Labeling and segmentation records

** Start **

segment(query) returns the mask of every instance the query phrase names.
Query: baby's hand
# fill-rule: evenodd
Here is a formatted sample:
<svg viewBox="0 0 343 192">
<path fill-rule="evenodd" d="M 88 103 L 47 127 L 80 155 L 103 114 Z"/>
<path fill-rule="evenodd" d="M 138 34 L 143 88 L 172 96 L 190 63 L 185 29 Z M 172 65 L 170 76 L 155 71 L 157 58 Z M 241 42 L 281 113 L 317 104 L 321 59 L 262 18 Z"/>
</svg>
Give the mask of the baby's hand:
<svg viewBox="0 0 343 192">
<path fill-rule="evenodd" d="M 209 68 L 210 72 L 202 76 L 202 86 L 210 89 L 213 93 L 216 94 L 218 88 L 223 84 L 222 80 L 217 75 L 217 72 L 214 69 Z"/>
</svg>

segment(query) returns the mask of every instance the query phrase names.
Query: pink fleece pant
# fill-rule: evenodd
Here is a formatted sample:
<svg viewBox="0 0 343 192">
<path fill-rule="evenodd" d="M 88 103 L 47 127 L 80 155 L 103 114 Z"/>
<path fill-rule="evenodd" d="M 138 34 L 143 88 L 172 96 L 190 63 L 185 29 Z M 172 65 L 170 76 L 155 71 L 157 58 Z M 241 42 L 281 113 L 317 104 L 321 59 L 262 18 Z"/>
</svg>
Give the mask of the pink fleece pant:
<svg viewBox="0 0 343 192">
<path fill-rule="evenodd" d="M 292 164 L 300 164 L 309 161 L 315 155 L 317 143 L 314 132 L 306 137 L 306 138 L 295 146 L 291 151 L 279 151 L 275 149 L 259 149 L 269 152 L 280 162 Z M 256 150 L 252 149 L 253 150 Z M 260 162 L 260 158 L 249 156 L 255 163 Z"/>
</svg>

** End **

Exercise prompt: Format every line of the listing as a numbered list, omitting the blank lines.

Reply:
1. segment(query) returns the mask of every instance the query phrase names.
2. Query: baby's hand
3. # fill-rule: evenodd
4. Here is a formatted sample:
5. <svg viewBox="0 0 343 192">
6. <path fill-rule="evenodd" d="M 88 103 L 47 127 L 80 155 L 103 114 Z"/>
7. <path fill-rule="evenodd" d="M 138 34 L 143 88 L 172 96 L 190 63 L 185 29 Z M 172 65 L 170 76 L 155 71 L 157 58 Z M 241 42 L 281 113 L 317 104 L 321 59 L 262 18 Z"/>
8. </svg>
9. Give the mask of the baby's hand:
10. <svg viewBox="0 0 343 192">
11. <path fill-rule="evenodd" d="M 209 68 L 210 72 L 202 76 L 202 86 L 210 89 L 213 93 L 216 94 L 218 88 L 223 84 L 222 80 L 217 75 L 217 72 L 214 69 Z"/>
12. </svg>
13. segment(query) returns the mask of every instance the query phrase names.
14. Query: pink fleece pant
15. # fill-rule: evenodd
16. Here is a formatted sample:
17. <svg viewBox="0 0 343 192">
18. <path fill-rule="evenodd" d="M 88 103 L 47 127 L 80 155 L 103 114 Z"/>
19. <path fill-rule="evenodd" d="M 138 34 L 143 88 L 172 96 L 190 63 L 185 29 Z M 172 65 L 170 76 L 155 71 L 157 58 Z M 241 42 L 281 113 L 317 104 L 321 59 L 262 18 Z"/>
20. </svg>
21. Give the mask of the pink fleece pant:
22. <svg viewBox="0 0 343 192">
23. <path fill-rule="evenodd" d="M 292 164 L 300 164 L 309 161 L 315 155 L 317 143 L 314 132 L 306 137 L 306 138 L 295 146 L 291 151 L 279 151 L 275 149 L 259 149 L 269 152 L 280 162 Z M 256 150 L 252 149 L 253 150 Z M 260 162 L 260 158 L 249 156 L 255 163 Z"/>
24. </svg>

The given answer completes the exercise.